Text for analysis —
-=-=-
First there was a
fatwa from Muslim clerics about them. Now the Pope for Catholics. Any other religion’s leaders want to object? Atheists will have to object individually. All of which means no one uses the machines, everyone gets a pat down, slowing the checkpoints to a crawl.
BTW, I flew home out of Green Bay, WI on Saturday where I got the explosives hand swab. For some reason, the machine was across the room so he had to carry the pad there to test it and I had to wait. Even if the machine is right next to them, it still takes 10 seconds to report. Green Bay is small airport, so short lines, but if this was Vegas with hundreds in line at a time?
Can anyone seriously debate that on one level at least, the terrorists have won? And those who would use terrorism as an excuse to tighten control on us?
Airport security chiefs may have thought they had enough to worry about with shoe bombers, underpants bombers and people who forget to put their toothpaste into those little plastic bags. But, if so, they were reckoning without Benedict XVI.
At a meeting in the Vatican at the weekend, the pope made an authoritative – if entirely unexpected – incursion into the raging debate over the planned use of airport body scanners. He told an audience from the aerospace industry that, notwithstanding the threat from terrorism, “the primary asset to be safeguarded and treasured is the person, in his or her integrity”.
[…]
He warned: “It is essential never to lose sight of respect for the primacy of the person.”
The pope’s words will delight civil liberties campaigners opposed to a device that strips passengers virtually naked. But those involved in airport security will no doubt point out that, when he himself travels — on Alitalia – the pope and his entourage are simply waved through security controls. An exception was in 1984 when a permanently installed detection mechanism in Luxembourg alerted security officials to the fact that John Paul II and his aides were packing significant quantities of metal. It had been activated by their crosses.
-=-=-
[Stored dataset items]
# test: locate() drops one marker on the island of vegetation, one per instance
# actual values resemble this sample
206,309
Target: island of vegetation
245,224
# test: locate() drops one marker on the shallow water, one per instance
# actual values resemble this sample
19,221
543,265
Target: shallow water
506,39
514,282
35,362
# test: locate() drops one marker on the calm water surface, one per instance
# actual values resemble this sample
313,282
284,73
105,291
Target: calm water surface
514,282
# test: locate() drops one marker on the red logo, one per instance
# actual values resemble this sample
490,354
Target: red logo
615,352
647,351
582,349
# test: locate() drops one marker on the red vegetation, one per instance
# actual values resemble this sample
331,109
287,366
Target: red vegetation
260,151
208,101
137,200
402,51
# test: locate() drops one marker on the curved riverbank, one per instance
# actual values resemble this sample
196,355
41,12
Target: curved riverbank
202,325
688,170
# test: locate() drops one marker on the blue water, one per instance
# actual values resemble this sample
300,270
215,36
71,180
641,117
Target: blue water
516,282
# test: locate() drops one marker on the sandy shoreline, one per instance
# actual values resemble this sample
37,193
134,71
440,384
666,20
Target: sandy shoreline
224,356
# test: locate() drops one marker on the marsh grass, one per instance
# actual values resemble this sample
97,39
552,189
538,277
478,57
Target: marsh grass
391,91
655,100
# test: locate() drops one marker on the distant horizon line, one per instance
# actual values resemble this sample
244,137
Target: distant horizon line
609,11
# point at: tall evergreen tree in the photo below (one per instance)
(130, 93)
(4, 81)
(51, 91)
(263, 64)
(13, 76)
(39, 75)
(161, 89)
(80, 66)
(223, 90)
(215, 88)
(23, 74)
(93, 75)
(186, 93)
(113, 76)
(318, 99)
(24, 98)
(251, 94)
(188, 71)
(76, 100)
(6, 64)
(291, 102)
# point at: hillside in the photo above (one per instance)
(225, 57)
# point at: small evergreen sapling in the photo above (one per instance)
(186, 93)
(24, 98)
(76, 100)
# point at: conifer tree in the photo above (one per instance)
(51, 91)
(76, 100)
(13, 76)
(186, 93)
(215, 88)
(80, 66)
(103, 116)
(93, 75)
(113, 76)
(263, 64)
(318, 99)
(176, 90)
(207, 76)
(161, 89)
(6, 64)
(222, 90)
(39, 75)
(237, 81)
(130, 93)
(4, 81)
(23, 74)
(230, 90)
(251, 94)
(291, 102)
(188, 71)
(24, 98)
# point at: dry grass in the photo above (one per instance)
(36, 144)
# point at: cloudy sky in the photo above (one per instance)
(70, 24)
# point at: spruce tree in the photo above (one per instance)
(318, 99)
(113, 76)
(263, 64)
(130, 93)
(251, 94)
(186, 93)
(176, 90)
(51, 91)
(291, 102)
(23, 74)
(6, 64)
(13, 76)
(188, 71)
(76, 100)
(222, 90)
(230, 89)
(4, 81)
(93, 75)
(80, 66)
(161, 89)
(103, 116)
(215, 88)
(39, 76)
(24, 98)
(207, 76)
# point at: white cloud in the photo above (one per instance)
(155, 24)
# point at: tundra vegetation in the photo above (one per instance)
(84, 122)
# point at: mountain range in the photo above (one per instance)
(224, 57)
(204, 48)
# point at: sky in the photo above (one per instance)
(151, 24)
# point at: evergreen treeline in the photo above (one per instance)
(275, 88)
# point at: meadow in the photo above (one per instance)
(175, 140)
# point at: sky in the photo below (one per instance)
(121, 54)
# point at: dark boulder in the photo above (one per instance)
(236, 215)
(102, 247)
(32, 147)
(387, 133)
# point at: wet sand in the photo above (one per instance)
-=-=-
About this task — Retype the entire text on the pope and airport body scanners word for word.

Response —
First there was a
fatwa from Muslim clerics about them. Now the Pope for Catholics. Any other religion’s leaders want to object? Atheists will have to object individually. All of which means no one uses the machines, everyone gets a pat down, slowing the checkpoints to a crawl.
BTW, I flew home out of Green Bay, WI on Saturday where I got the explosives hand swab. For some reason, the machine was across the room so he had to carry the pad there to test it and I had to wait. Even if the machine is right next to them, it still takes 10 seconds to report. Green Bay is small airport, so short lines, but if this was Vegas with hundreds in line at a time?
Can anyone seriously debate that on one level at least, the terrorists have won? And those who would use terrorism as an excuse to tighten control on us?
Airport security chiefs may have thought they had enough to worry about with shoe bombers, underpants bombers and people who forget to put their toothpaste into those little plastic bags. But, if so, they were reckoning without Benedict XVI.
At a meeting in the Vatican at the weekend, the pope made an authoritative – if entirely unexpected – incursion into the raging debate over the planned use of airport body scanners. He told an audience from the aerospace industry that, notwithstanding the threat from terrorism, “the primary asset to be safeguarded and treasured is the person, in his or her integrity”.
[…]
He warned: “It is essential never to lose sight of respect for the primacy of the person.”
The pope’s words will delight civil liberties campaigners opposed to a device that strips passengers virtually naked. But those involved in airport security will no doubt point out that, when he himself travels — on Alitalia – the pope and his entourage are simply waved through security controls. An exception was in 1984 when a permanently installed detection mechanism in Luxembourg alerted security officials to the fact that John Paul II and his aides were packing significant quantities of metal. It had been activated by their crosses.